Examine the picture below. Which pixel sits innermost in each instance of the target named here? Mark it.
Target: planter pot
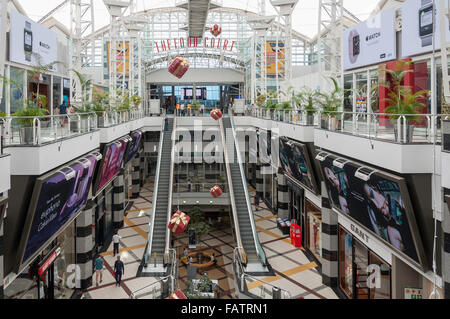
(26, 135)
(399, 136)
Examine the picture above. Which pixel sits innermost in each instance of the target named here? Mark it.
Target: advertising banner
(133, 147)
(57, 197)
(30, 43)
(271, 54)
(295, 161)
(111, 164)
(418, 24)
(122, 58)
(371, 42)
(379, 202)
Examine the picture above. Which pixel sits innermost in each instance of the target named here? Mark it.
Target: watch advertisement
(31, 43)
(296, 163)
(57, 197)
(421, 27)
(370, 42)
(111, 163)
(136, 138)
(378, 201)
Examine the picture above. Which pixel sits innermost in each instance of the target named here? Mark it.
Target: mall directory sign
(113, 156)
(371, 42)
(56, 200)
(418, 24)
(376, 200)
(295, 161)
(133, 146)
(31, 43)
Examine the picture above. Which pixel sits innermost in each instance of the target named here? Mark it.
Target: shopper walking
(116, 241)
(119, 270)
(99, 261)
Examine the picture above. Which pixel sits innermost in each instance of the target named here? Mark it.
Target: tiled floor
(294, 271)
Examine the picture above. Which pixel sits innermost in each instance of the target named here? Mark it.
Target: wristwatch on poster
(426, 18)
(354, 42)
(28, 41)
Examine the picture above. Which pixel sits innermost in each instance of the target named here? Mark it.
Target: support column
(283, 197)
(118, 201)
(135, 176)
(259, 182)
(329, 242)
(84, 246)
(446, 246)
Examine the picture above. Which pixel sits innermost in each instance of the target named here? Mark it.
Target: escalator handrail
(171, 178)
(258, 247)
(155, 196)
(230, 188)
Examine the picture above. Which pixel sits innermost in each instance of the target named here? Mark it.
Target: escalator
(155, 256)
(247, 238)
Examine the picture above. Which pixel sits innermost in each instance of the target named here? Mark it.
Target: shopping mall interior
(225, 149)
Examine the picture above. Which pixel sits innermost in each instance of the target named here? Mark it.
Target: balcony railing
(396, 128)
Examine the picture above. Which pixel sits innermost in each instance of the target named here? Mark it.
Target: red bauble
(216, 191)
(179, 66)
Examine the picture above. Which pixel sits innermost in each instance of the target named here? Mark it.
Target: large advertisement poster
(418, 24)
(122, 56)
(371, 42)
(295, 161)
(56, 199)
(133, 147)
(271, 53)
(378, 201)
(111, 163)
(30, 43)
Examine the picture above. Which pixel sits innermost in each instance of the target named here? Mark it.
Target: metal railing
(397, 128)
(262, 289)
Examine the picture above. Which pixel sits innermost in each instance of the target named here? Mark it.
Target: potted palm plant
(403, 103)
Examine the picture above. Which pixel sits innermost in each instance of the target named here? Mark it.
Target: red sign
(49, 261)
(181, 43)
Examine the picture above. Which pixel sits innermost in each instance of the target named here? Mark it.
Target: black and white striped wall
(135, 176)
(84, 247)
(283, 197)
(118, 200)
(329, 242)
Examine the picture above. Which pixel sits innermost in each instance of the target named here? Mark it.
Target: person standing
(119, 270)
(116, 241)
(99, 261)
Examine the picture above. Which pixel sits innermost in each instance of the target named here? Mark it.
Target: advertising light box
(295, 161)
(370, 42)
(376, 200)
(56, 199)
(111, 164)
(31, 43)
(418, 24)
(133, 146)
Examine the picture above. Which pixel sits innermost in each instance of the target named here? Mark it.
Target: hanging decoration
(179, 222)
(179, 66)
(216, 191)
(216, 114)
(216, 30)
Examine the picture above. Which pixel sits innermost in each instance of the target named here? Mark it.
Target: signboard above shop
(31, 43)
(371, 42)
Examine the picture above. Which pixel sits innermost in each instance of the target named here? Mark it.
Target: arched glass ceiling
(305, 21)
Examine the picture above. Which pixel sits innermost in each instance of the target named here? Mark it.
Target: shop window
(346, 262)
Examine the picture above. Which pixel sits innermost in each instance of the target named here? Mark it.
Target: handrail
(171, 178)
(230, 187)
(258, 247)
(155, 194)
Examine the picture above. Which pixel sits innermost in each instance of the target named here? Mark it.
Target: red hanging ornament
(179, 66)
(216, 114)
(216, 191)
(216, 30)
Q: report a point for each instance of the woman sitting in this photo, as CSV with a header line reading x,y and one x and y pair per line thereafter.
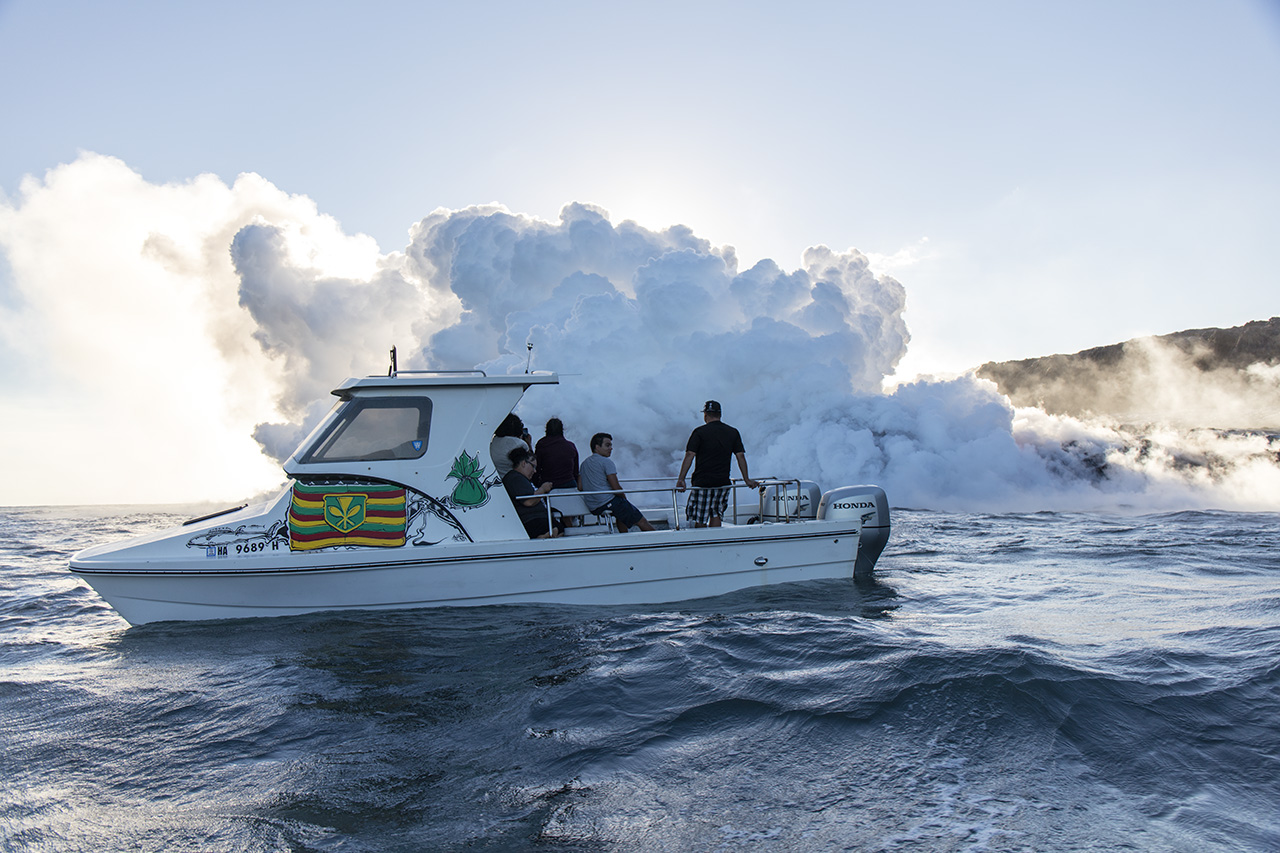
x,y
529,506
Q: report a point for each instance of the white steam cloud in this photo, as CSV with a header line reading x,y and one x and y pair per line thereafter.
x,y
192,316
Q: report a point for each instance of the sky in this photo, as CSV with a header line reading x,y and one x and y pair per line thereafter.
x,y
1037,177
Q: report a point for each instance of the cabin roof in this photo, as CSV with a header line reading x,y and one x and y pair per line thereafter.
x,y
429,379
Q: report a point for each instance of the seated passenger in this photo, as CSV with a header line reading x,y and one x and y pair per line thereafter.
x,y
507,438
529,507
599,474
557,457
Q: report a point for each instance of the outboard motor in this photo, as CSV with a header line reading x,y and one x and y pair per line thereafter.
x,y
784,502
868,502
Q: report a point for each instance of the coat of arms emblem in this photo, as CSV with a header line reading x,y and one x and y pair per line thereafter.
x,y
344,512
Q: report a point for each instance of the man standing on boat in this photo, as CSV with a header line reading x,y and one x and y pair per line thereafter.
x,y
598,473
712,445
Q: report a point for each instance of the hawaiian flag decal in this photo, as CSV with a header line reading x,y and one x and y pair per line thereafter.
x,y
323,516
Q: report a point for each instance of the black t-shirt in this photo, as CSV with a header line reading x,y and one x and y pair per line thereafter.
x,y
520,491
713,446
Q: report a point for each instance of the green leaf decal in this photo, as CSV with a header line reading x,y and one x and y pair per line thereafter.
x,y
469,471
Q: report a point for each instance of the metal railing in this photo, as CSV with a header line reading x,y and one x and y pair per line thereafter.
x,y
763,487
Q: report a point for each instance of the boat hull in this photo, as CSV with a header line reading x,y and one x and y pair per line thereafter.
x,y
624,569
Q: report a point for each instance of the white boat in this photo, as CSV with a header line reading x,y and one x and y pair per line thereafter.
x,y
393,503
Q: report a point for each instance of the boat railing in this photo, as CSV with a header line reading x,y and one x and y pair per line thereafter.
x,y
766,487
437,373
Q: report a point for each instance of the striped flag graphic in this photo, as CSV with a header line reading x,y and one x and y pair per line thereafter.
x,y
323,516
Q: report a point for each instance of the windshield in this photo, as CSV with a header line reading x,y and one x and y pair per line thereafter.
x,y
373,429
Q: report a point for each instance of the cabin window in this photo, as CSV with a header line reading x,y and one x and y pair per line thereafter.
x,y
385,428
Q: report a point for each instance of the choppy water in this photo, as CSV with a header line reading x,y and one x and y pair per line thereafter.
x,y
1009,683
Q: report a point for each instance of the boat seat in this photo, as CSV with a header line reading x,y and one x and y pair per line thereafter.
x,y
570,503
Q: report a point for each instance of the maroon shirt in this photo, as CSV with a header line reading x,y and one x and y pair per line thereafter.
x,y
557,461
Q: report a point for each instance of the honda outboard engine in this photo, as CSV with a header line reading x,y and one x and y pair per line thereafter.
x,y
868,502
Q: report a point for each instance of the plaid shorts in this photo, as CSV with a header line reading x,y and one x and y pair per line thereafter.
x,y
704,503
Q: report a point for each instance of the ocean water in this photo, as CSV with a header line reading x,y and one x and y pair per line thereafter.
x,y
1040,682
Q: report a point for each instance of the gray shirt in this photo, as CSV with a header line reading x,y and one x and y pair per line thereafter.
x,y
595,470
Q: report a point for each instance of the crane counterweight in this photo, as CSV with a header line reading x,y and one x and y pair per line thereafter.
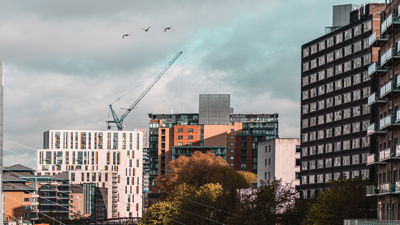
x,y
118,121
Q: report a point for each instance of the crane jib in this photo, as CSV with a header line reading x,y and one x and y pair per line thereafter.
x,y
119,121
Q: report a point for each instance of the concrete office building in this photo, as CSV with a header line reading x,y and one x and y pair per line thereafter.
x,y
214,129
335,115
28,197
109,159
278,158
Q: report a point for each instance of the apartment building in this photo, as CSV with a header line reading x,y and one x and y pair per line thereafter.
x,y
278,158
109,159
385,114
335,86
27,197
214,129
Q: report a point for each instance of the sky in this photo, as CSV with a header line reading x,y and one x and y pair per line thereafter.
x,y
65,61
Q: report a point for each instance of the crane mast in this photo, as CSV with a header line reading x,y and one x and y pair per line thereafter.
x,y
118,121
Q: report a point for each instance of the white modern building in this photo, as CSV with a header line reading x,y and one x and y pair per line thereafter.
x,y
278,159
110,159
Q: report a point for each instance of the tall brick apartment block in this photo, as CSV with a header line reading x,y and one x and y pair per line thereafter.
x,y
335,86
385,114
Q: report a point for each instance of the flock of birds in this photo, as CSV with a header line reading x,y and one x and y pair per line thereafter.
x,y
146,30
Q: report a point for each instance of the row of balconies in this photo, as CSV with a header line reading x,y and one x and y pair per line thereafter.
x,y
383,189
383,155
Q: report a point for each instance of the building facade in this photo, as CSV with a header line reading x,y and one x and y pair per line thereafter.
x,y
109,159
278,158
335,86
214,129
385,114
28,197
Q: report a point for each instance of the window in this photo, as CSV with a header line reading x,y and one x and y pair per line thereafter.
x,y
338,99
322,45
347,34
329,132
306,52
321,104
321,60
339,38
321,75
338,84
347,50
305,81
338,69
329,57
330,42
346,82
328,147
321,119
338,54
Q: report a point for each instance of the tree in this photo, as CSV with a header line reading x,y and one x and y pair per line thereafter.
x,y
344,199
199,169
162,212
264,205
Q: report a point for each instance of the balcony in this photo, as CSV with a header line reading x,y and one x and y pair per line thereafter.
x,y
388,22
385,155
375,41
372,130
385,122
372,159
372,99
388,57
375,69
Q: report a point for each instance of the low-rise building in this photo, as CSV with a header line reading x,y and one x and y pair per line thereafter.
x,y
278,158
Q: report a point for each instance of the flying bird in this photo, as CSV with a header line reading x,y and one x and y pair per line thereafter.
x,y
147,29
167,28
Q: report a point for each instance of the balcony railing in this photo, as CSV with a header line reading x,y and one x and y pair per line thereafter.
x,y
385,89
373,68
371,159
375,41
385,122
384,155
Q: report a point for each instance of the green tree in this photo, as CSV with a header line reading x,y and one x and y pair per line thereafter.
x,y
264,205
344,199
163,212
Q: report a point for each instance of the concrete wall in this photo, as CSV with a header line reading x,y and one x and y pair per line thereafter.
x,y
278,158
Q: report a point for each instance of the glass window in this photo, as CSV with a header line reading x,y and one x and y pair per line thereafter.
x,y
338,53
347,34
330,42
321,104
338,69
321,75
305,80
337,161
347,50
328,147
329,57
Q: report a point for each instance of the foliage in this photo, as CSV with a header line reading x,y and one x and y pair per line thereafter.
x,y
344,199
162,212
199,169
266,204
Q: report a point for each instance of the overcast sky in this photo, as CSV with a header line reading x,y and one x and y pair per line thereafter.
x,y
65,61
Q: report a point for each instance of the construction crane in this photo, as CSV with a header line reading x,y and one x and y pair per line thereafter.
x,y
118,121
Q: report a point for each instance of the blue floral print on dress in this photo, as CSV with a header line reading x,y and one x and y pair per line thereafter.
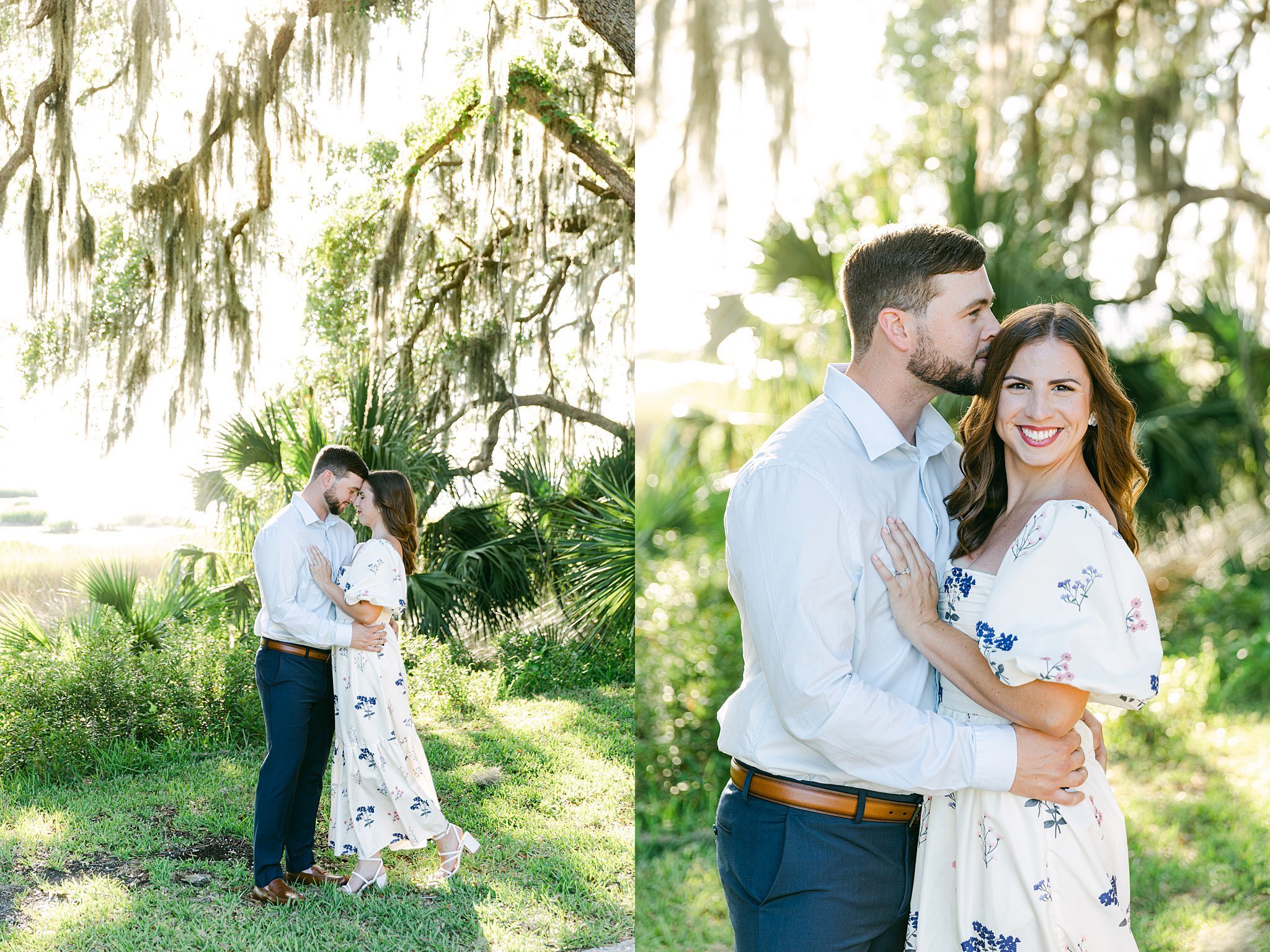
x,y
1028,540
1075,592
992,641
1110,897
957,586
985,940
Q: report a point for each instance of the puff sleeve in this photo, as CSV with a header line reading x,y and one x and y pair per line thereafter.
x,y
1071,604
375,575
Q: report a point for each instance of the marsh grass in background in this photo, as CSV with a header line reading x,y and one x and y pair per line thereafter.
x,y
43,578
543,782
22,516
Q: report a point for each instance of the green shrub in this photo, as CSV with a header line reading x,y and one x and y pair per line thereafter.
x,y
20,516
545,660
63,710
1231,619
437,676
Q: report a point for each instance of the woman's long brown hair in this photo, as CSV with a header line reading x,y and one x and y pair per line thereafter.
x,y
1109,448
395,501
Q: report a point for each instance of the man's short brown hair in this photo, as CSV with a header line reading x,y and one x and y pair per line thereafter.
x,y
340,461
894,270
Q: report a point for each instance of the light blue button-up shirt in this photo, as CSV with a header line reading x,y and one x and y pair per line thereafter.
x,y
832,692
293,607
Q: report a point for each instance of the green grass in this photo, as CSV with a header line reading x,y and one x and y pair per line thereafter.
x,y
1201,857
92,865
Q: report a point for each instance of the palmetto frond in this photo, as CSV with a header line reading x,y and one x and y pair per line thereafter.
x,y
112,584
20,628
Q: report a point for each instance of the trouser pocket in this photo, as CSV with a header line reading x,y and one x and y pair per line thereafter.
x,y
751,844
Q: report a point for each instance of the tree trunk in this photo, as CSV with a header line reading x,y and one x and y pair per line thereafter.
x,y
615,22
578,143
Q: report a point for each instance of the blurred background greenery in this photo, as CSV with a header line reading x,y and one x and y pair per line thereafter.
x,y
1112,155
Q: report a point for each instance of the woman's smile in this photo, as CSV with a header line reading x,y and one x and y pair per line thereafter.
x,y
1037,437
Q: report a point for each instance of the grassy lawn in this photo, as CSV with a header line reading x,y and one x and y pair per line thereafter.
x,y
545,785
1198,822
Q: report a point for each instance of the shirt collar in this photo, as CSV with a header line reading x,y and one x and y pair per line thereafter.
x,y
306,512
877,431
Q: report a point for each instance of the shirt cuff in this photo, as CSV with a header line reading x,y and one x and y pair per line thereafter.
x,y
996,757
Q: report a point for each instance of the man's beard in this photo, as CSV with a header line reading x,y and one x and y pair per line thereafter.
x,y
333,505
933,367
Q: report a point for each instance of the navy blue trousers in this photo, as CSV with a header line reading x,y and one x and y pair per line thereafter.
x,y
299,702
799,880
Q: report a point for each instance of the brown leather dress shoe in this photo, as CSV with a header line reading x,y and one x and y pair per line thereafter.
x,y
276,894
315,878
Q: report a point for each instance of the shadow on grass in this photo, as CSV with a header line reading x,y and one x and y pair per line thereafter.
x,y
543,874
1198,847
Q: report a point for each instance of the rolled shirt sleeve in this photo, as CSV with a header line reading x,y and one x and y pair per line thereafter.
x,y
278,565
789,545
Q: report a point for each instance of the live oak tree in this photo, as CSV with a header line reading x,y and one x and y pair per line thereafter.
x,y
498,227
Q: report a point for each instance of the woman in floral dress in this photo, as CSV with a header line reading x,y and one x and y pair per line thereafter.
x,y
381,790
1043,609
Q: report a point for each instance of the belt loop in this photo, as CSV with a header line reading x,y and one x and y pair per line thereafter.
x,y
860,809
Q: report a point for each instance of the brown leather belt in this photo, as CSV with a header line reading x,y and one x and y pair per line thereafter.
x,y
819,800
286,646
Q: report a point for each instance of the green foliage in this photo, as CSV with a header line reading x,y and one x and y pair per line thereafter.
x,y
61,707
149,612
549,660
335,271
1227,624
582,518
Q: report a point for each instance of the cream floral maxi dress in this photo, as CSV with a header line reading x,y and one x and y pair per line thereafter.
x,y
381,791
998,873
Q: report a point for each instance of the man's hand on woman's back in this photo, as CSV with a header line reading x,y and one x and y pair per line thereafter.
x,y
368,638
1049,765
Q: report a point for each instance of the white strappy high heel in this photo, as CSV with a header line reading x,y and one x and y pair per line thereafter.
x,y
380,880
468,843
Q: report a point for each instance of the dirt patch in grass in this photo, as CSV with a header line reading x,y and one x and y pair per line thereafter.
x,y
218,850
19,903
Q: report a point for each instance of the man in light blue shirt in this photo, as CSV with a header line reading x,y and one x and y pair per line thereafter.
x,y
298,631
833,731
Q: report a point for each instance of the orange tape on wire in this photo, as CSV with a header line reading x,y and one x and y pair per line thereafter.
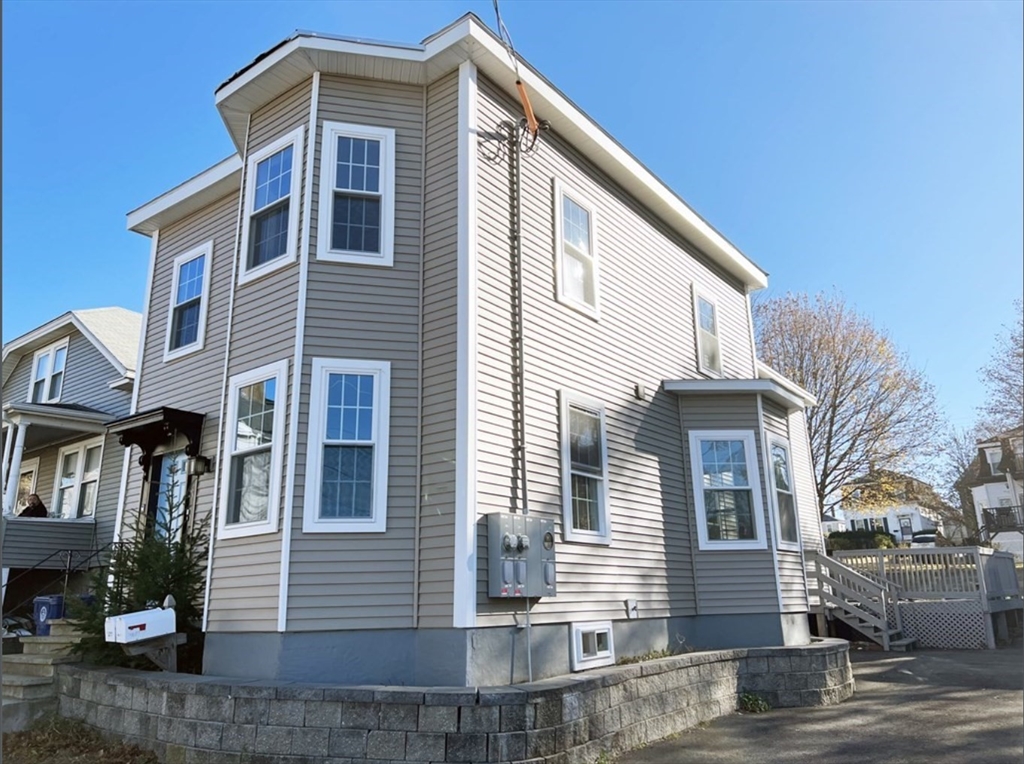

====

• [Exercise instructions] Repeat the material word for word from the line with "Q: report a point for each instance of the woman in" through the end of the material, including both ends, and leave out the pictures.

• [Result for this exercise]
Q: report a point for each instance of the woman in floral dress in this photo, as CSV with a header line reading x,y and one x and y pair per line thereafter.
x,y
381,790
1043,609
Q: report a point for each instance of the belt loop in this photo, as CSV with a header line reading x,y and one x and y pair per line thereafter.
x,y
860,809
Q: report a point for each instance of the brown leather belt in this photo, as CSV with a header line reading x,y and one x and y pair per line thereafter.
x,y
819,800
286,646
Q: report a point for each instance of the green foliage in this photo, as CSV with a header line reading x,y and one x and y pair per line thereafter.
x,y
61,707
149,612
549,660
335,271
1227,624
582,518
Q: report a point for each instance of the cream floral maxi dress in this photo, as CSV with a header line reading x,y and one x and y pair per line thereafter.
x,y
381,791
998,873
Q: report a point for each instance of the man's hand on woman's back in this photo, as CSV with a header line reading x,y and one x and y pair per line thereafter.
x,y
368,638
1049,765
Q: report a point for each instance of the white strappy high heel in this photo, as CSV with a header line reading x,y and one x and y pair per line thereafter.
x,y
380,880
468,843
Q: report a point for each instance of the dirt patch in grass in this photo, as CSV with a header line reading x,y and one x and y pair per line thereafter.
x,y
218,850
19,903
Q: report a point for each instance of the man in light blue shirt in this photo, as CSV with a header line reading x,y and one x and y pair per line thereafter.
x,y
298,631
833,731
Q: report a point for each instance of the orange tape on wire in this photo, as CSV with a header line reading x,y and one x and y pair per line thereafter.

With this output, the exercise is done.